→ TASK LIST
**A)** Repeat, word for word, the stretch of the forum thread from "Wedding Etiquette Forum" through "at a restaurant/hall).".
**B)** In the forum thread, how many days before the bridal shower did the writer receive the phone invitation?

→ TEXT PROVIDED
* * *
Wedding Etiquette Forum

Last minute invite to bridal shower - do I bother going to the wedding now?

A friend of mine invited me to her bridal shower (via a phone call!) 5 days before the scheduled event. She apologized profusely stating that because I had been on vacation a few weeks prior, and she didn't have my address, she wasn't able to mail me the invite. Supposedly the RSVP's were due while I was away. (I went out with this girl 2 days before my trip and she said nothing about the bridal shower to me then, nor did she ask for my mailing address. When I came back from my trip, we exchanged emails and still nothing).  I didn't attend the shower for a variety of reasons. Married friends of mine told me that I was likely invited because the bride was "low on numbers" and therefore needed "fillers" (this was a bigger party at a restaurant/hall). 

The wedding is in September. The RSVPs were due 10 days ago and I haven't replied (yes I got this invite on time). I really want to attend but am wondering if after the whole shower fiasco I should even bother? Any thoughts? The bride and I aren't close now but for many years we were the best of friends. Why would anyone send out a last minute invite for such an important event that is usually planned months in advance? I'm not married. I'm not even engaged but I've been a part of A LOT of weddings and even I know this wasn't proper etiquette. 

Re: Last minute invite to bridal shower - do I bother going to the wedding now?

  • You have to decide if you want to attend this wedding or not. It really doesn't matter at this point if you were a last minute invite or not. You have been invited. The two of you used to be very close before.
* * *
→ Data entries
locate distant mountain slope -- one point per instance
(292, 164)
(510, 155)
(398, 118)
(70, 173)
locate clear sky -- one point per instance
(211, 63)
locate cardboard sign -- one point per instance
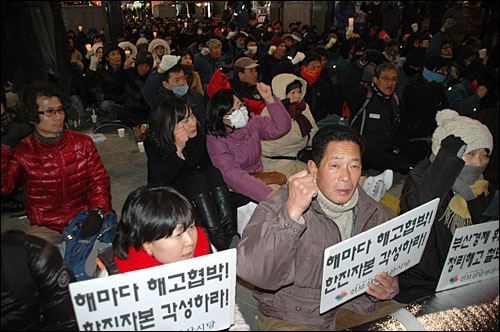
(392, 247)
(473, 256)
(194, 294)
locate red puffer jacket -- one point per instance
(59, 180)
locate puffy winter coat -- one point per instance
(111, 83)
(59, 180)
(35, 293)
(424, 183)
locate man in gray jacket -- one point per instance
(282, 246)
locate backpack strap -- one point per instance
(16, 273)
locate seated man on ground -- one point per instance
(282, 246)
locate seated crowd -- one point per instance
(309, 126)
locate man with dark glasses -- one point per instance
(60, 170)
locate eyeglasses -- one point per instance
(392, 79)
(52, 112)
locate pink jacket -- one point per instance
(239, 153)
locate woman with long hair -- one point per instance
(177, 155)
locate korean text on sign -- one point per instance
(177, 296)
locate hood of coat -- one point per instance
(154, 43)
(281, 81)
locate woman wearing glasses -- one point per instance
(233, 140)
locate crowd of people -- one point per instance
(309, 125)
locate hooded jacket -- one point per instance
(284, 259)
(292, 142)
(239, 153)
(59, 180)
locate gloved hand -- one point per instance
(449, 23)
(298, 58)
(205, 51)
(454, 144)
(92, 224)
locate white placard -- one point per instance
(391, 247)
(194, 294)
(473, 256)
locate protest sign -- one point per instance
(473, 256)
(194, 294)
(392, 247)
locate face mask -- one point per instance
(180, 91)
(408, 70)
(239, 118)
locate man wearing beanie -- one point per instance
(243, 83)
(111, 76)
(411, 69)
(460, 152)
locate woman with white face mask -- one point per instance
(233, 140)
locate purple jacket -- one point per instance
(239, 153)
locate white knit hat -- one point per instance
(475, 134)
(168, 61)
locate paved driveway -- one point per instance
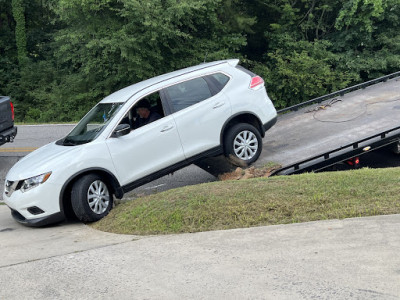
(338, 259)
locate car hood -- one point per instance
(43, 160)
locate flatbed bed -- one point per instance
(346, 118)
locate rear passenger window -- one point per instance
(187, 93)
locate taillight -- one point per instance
(12, 110)
(256, 81)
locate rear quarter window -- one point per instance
(220, 80)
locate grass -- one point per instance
(258, 202)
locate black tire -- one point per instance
(91, 198)
(242, 144)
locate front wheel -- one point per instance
(243, 142)
(91, 198)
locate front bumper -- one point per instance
(37, 222)
(36, 207)
(8, 135)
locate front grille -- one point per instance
(34, 210)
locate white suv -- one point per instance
(138, 134)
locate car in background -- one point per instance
(203, 111)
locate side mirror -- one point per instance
(121, 130)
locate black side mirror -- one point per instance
(121, 130)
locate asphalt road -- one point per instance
(31, 137)
(335, 259)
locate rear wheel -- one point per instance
(91, 198)
(243, 143)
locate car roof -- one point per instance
(125, 94)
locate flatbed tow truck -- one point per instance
(331, 129)
(334, 128)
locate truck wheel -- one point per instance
(243, 142)
(90, 198)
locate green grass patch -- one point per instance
(259, 202)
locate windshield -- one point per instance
(92, 124)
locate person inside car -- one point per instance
(145, 115)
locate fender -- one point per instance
(117, 189)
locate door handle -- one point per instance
(218, 104)
(166, 128)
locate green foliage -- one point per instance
(18, 10)
(58, 58)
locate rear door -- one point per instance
(200, 109)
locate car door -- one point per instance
(146, 150)
(200, 110)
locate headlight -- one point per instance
(32, 182)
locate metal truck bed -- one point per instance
(342, 119)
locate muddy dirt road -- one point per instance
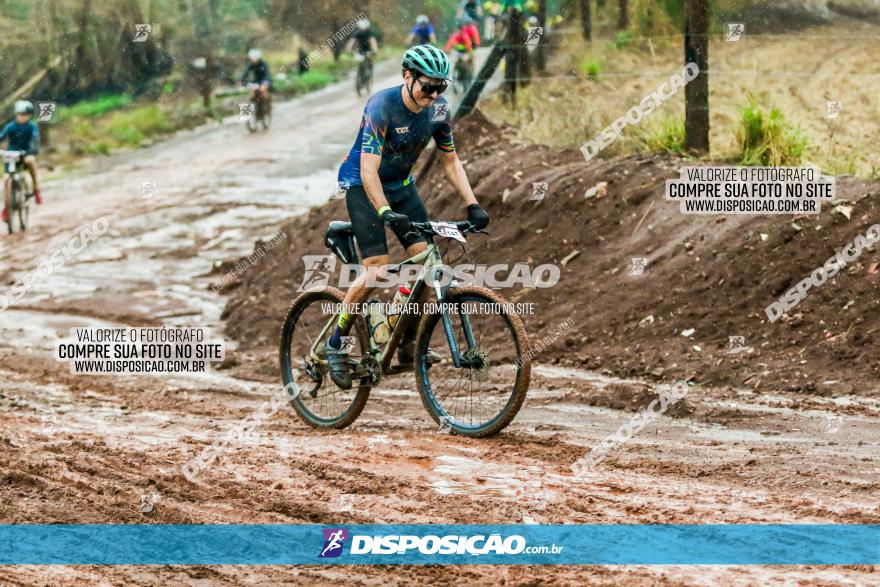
(87, 449)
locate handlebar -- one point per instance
(427, 229)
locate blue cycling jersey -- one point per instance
(22, 137)
(390, 129)
(422, 33)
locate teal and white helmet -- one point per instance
(427, 60)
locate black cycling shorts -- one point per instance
(369, 230)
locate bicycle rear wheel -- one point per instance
(320, 403)
(480, 400)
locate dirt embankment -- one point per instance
(711, 275)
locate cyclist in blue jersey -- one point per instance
* * *
→ SOLUTION SET
**A)**
Wedding Etiquette Forum

Last minute invite to bridal shower - do I bother going to the wedding now?

A friend of mine invited me to her bridal shower (via a phone call!) 5 days before the scheduled event. She apologized profusely stating that because I had been on vacation a few weeks prior, and she didn't have my address, she wasn't able to mail me the invite. Supposedly the RSVP's were due while I was away. (I went out with this girl 2 days before my trip and she said nothing about the bridal shower to me then, nor did she ask for my mailing address. When I came back from my trip, we exchanged emails and still nothing).  I didn't attend the shower for a variety of reasons. Married friends of mine told me that I was likely invited because the bride was "low on numbers" and therefore needed "fillers" (this was a bigger party at a restaurant/hall).

**B)** Five days before the shower.